- **REQUEST 1**: Print the part of the Colorado Plateau road trip post that opens with the words containing "Roadtripping through Asian" and closes with "of July weekend.".
- **REQUEST 2**: Proceed with the Colorado Plateau road trip post from the point where it stops.
## begin TEXT PROVIDED
Roadtripping through Asian American history on the Colorado Plateau

Hello everyone! This is Julia and I wanted to share a bit about our experience on the road driving through the Colorado Plateau on our way to Rock Springs, WY! After leaving Iowa and driving through Nebraska and Eastern Colorado we made it to the mountains. We were all in awe driving past 14,000 foot mountains and watching as the alpine landscape turned into mesas and canyons along I-70.

In Utah we had the opportunity to visit two National Parks and a National Monument and camp along the way for the Fourth of July weekend.

The first park that we visited was Arches National Park where we hiked to the iconic Delicate Arch. Coming from the rolling prairies of Iowa, hiking straight up the sandstone was certainly a change of pace, but we were all completely amazed by the formations of sandstone and limestone around us and so eager to make it to the top. At the start of our hike (3 miles roundtrip) to Delicate Arch, we were able to stop and look at a petroglyph created by Indigenous people who lived here in the past. As historical archaeologists, petroglyphs are usually outside of our field of focus, but the presence of horses in several of the petroglyph figures helped us determine that at least part of the panel was created post-European contact. It was really fun getting to dabble in a different part of archaeology!
## end TEXT PROVIDED
## begin DATASET
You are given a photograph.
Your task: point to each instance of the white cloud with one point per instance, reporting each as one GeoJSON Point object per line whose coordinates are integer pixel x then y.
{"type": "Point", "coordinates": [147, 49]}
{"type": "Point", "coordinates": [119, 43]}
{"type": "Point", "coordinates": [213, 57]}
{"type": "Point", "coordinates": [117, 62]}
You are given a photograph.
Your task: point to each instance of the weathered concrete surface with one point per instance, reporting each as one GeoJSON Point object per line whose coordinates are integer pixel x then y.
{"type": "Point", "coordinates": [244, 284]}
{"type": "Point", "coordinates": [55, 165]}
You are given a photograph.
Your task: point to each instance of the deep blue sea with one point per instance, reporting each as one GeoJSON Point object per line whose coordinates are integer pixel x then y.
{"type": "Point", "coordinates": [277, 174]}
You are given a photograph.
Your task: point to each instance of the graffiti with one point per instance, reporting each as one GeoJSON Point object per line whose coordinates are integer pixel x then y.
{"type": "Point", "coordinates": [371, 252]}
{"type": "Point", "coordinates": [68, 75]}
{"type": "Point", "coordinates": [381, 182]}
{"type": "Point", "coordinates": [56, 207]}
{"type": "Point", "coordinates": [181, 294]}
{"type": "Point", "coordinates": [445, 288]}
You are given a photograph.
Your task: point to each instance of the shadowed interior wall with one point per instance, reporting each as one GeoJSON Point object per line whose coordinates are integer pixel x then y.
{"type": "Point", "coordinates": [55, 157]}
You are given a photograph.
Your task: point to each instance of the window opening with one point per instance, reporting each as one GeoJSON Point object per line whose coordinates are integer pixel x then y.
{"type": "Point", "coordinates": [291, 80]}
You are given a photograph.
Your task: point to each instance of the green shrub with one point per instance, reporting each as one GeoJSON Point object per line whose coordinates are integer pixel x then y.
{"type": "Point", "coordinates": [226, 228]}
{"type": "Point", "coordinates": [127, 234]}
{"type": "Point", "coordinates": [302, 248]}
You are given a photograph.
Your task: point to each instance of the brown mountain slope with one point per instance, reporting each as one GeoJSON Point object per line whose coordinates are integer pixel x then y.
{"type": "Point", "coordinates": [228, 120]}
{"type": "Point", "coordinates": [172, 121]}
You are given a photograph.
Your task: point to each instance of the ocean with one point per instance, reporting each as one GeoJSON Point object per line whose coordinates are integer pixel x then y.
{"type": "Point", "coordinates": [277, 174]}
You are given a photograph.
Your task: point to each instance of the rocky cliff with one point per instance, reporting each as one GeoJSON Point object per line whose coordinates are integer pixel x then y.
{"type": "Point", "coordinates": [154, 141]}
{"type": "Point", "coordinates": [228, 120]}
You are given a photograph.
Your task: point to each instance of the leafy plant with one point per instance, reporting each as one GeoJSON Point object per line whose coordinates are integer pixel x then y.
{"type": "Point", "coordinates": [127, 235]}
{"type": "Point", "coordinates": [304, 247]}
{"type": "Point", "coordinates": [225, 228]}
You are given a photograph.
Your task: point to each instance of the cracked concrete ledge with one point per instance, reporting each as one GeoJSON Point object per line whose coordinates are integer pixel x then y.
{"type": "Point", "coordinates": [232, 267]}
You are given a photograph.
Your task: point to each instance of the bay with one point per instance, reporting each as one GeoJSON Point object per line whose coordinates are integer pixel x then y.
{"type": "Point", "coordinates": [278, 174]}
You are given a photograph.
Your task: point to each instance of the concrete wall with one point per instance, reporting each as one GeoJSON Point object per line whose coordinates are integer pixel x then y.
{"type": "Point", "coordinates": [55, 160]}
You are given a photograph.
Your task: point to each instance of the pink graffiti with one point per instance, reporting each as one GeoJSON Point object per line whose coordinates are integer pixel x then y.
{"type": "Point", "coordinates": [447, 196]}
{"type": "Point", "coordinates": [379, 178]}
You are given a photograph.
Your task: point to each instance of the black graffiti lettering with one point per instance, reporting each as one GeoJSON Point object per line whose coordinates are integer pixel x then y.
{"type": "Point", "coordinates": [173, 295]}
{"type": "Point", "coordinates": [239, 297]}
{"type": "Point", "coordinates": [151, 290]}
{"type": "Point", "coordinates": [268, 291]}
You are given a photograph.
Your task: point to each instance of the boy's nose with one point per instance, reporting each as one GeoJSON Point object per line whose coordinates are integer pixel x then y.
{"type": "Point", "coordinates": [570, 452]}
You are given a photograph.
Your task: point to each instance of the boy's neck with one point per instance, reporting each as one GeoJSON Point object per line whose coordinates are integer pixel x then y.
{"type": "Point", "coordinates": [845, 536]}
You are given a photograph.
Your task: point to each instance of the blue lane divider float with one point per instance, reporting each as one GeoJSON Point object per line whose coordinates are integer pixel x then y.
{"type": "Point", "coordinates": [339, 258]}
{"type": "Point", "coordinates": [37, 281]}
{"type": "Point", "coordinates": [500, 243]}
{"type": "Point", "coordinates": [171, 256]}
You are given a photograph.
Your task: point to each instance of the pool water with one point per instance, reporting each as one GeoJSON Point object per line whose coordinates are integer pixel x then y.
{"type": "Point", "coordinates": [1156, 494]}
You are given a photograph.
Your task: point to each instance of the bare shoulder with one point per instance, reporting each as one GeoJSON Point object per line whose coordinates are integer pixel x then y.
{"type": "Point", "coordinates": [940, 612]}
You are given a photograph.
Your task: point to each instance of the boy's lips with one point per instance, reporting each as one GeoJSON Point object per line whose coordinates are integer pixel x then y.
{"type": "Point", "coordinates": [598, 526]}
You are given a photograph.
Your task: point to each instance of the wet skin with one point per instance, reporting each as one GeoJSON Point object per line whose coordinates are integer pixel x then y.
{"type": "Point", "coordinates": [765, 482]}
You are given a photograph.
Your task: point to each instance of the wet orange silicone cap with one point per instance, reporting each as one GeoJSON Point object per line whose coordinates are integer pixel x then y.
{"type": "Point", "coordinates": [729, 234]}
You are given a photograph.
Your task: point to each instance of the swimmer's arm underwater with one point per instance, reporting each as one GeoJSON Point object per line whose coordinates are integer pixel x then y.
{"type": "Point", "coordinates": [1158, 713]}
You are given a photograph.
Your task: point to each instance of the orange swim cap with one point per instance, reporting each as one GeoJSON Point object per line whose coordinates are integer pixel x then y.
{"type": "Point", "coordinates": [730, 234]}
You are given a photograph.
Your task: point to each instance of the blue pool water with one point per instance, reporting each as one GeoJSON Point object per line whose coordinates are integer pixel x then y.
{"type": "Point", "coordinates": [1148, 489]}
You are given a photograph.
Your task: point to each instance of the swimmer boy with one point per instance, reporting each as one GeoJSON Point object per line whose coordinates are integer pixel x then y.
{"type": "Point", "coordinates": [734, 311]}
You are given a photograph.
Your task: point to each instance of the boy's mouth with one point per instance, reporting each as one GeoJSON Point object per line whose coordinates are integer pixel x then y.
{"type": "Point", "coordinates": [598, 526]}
## end DATASET
- **RESPONSE 1**:
Roadtripping through Asian American history on the Colorado Plateau

Hello everyone! This is Julia and I wanted to share a bit about our experience on the road driving through the Colorado Plateau on our way to Rock Springs, WY! After leaving Iowa and driving through Nebraska and Eastern Colorado we made it to the mountains. We were all in awe driving past 14,000 foot mountains and watching as the alpine landscape turned into mesas and canyons along I-70.

In Utah we had the opportunity to visit two National Parks and a National Monument and camp along the way for the Fourth of July weekend.

- **RESPONSE 2**:
Once we reached Delicate Arch we got to enjoy the spectacular view of the surrounding landscape and of course take pictures under the arch that we hiked all that way to see! A fellow MAP student said that our hike in Arches made her feel like she was in a National Parks advertisement. 

Later that day we went to Canyonlands National Park, which was a new experience for all of us. Our limited time and the afternoon heat prevented us from hiking but we got to drive around and visit all the viewpoints in the Island In The Sky section of the park. The landscape can best be described as completely epic and so unusual; it was hard to believe we were still on Earth, let alone in the US, while looking at canyons inside of canyons inside of canyons.

After leaving Canyonlands we headed out to our remote campsite near Castle Valley run by the Bureau of Land Management. At our campground we watched the sun set over the desert, ate delicious brats that we cooked, had angel food cake with berries, and reflected on our wonderful day.

The next day we headed north along the Utah-Colorado border to Dinosaur National Monument. We got to stop at the visitors centers on both sides of the park (Colorado and Utah), visit with retired NPS employees Peter Williams and Tamara Naumann at their lovely home, and stay at the wonderful Green River Campground where we enjoyed wading in the river and having some much needed downtime.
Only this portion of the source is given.